:: Consigne ::
Filtrez les items ci-dessous : ne conservez que les lignes où figure la chaîne « head ».

Extraits de données de régions étiquetées
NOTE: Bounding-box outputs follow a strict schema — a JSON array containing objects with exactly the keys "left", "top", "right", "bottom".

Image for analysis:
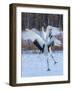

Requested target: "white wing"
[{"left": 22, "top": 29, "right": 45, "bottom": 46}]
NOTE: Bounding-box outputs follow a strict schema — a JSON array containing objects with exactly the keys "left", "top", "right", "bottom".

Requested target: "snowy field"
[{"left": 21, "top": 51, "right": 63, "bottom": 77}]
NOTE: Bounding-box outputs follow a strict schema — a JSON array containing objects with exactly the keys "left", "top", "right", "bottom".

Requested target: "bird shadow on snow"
[{"left": 21, "top": 51, "right": 63, "bottom": 77}]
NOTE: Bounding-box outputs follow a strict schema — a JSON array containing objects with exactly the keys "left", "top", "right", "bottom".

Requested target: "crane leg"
[
  {"left": 47, "top": 58, "right": 50, "bottom": 71},
  {"left": 51, "top": 54, "right": 57, "bottom": 64},
  {"left": 49, "top": 47, "right": 57, "bottom": 64}
]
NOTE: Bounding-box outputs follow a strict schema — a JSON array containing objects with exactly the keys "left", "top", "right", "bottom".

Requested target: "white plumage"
[{"left": 22, "top": 26, "right": 61, "bottom": 70}]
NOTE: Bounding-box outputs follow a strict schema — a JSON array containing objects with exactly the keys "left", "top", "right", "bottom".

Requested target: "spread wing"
[{"left": 22, "top": 29, "right": 45, "bottom": 46}]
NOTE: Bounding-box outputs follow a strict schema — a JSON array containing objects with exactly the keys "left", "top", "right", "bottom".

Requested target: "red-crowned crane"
[{"left": 22, "top": 26, "right": 61, "bottom": 71}]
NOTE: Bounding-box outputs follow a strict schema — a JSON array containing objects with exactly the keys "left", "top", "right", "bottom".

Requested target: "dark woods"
[{"left": 21, "top": 13, "right": 63, "bottom": 30}]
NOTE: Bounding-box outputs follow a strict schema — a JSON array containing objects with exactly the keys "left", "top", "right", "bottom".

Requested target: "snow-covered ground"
[{"left": 21, "top": 51, "right": 63, "bottom": 77}]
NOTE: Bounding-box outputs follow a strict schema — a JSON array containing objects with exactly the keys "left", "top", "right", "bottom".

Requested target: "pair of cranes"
[{"left": 22, "top": 26, "right": 61, "bottom": 71}]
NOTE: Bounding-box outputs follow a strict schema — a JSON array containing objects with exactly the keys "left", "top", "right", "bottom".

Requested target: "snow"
[
  {"left": 21, "top": 51, "right": 63, "bottom": 77},
  {"left": 21, "top": 26, "right": 63, "bottom": 40}
]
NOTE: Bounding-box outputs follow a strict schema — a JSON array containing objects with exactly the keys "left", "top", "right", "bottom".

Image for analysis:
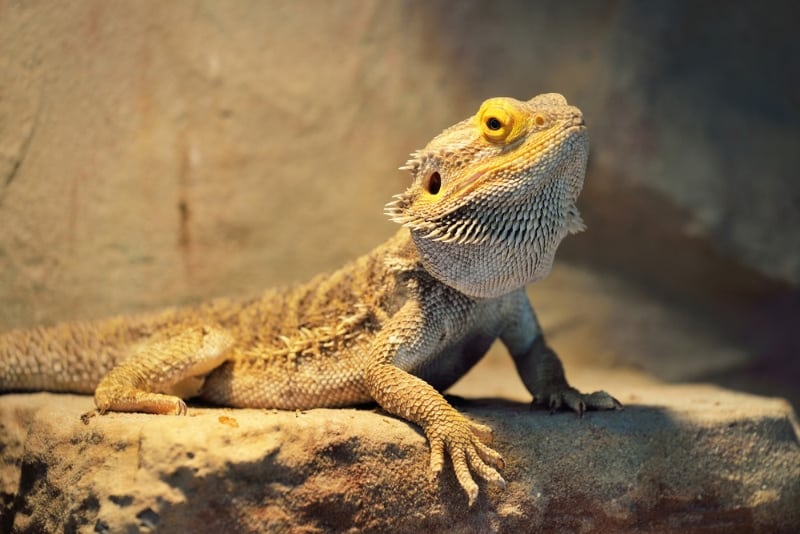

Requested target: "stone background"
[{"left": 0, "top": 0, "right": 800, "bottom": 406}]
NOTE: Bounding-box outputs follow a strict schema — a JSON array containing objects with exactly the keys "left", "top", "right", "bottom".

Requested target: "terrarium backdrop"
[{"left": 0, "top": 0, "right": 800, "bottom": 401}]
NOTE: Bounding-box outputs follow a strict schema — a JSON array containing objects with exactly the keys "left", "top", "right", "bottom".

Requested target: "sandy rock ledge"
[{"left": 0, "top": 386, "right": 800, "bottom": 532}]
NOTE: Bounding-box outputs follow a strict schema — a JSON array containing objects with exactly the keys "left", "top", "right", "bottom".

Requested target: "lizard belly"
[
  {"left": 401, "top": 333, "right": 496, "bottom": 391},
  {"left": 201, "top": 348, "right": 371, "bottom": 410}
]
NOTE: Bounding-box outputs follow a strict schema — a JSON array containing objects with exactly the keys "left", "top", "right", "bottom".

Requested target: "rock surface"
[{"left": 0, "top": 384, "right": 800, "bottom": 532}]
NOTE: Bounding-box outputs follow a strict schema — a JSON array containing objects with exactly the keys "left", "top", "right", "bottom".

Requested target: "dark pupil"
[
  {"left": 428, "top": 171, "right": 442, "bottom": 195},
  {"left": 486, "top": 117, "right": 502, "bottom": 130}
]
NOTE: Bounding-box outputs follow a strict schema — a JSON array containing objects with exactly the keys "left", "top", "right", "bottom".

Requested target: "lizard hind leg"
[{"left": 92, "top": 326, "right": 234, "bottom": 421}]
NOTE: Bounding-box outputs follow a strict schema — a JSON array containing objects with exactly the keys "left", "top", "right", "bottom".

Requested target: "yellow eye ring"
[{"left": 476, "top": 98, "right": 525, "bottom": 143}]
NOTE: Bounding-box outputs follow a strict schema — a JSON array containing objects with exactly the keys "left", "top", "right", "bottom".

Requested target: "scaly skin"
[{"left": 0, "top": 94, "right": 620, "bottom": 505}]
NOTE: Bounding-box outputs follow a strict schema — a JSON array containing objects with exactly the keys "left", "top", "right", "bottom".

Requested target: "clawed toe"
[{"left": 531, "top": 387, "right": 623, "bottom": 417}]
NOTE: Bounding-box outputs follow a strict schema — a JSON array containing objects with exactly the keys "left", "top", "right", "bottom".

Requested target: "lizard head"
[{"left": 386, "top": 94, "right": 589, "bottom": 297}]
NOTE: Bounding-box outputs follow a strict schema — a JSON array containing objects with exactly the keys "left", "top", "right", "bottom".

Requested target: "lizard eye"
[
  {"left": 425, "top": 171, "right": 442, "bottom": 195},
  {"left": 477, "top": 98, "right": 525, "bottom": 144}
]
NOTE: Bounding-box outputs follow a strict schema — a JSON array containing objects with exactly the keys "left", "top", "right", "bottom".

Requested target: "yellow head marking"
[{"left": 475, "top": 98, "right": 527, "bottom": 144}]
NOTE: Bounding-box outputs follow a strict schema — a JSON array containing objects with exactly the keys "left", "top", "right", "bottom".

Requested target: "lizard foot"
[
  {"left": 426, "top": 412, "right": 506, "bottom": 507},
  {"left": 531, "top": 385, "right": 622, "bottom": 417}
]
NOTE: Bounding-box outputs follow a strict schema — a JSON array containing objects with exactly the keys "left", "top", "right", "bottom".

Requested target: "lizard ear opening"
[{"left": 425, "top": 171, "right": 442, "bottom": 195}]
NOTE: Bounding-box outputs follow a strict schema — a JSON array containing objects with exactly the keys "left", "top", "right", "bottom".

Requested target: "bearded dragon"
[{"left": 0, "top": 94, "right": 620, "bottom": 506}]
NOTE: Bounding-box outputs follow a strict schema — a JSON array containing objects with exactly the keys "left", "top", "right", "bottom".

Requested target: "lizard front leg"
[
  {"left": 92, "top": 326, "right": 234, "bottom": 421},
  {"left": 365, "top": 302, "right": 505, "bottom": 506},
  {"left": 500, "top": 291, "right": 622, "bottom": 415}
]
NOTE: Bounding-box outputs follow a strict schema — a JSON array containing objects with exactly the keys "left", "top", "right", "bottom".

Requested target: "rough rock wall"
[{"left": 0, "top": 1, "right": 800, "bottom": 336}]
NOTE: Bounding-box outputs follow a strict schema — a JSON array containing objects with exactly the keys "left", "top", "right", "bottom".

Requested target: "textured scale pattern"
[{"left": 0, "top": 94, "right": 620, "bottom": 505}]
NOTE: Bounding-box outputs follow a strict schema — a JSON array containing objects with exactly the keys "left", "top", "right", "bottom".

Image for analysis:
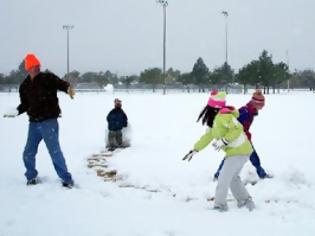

:: Résultat attendu ::
Requested target: "lizard head"
Requested target: "yellow head marking"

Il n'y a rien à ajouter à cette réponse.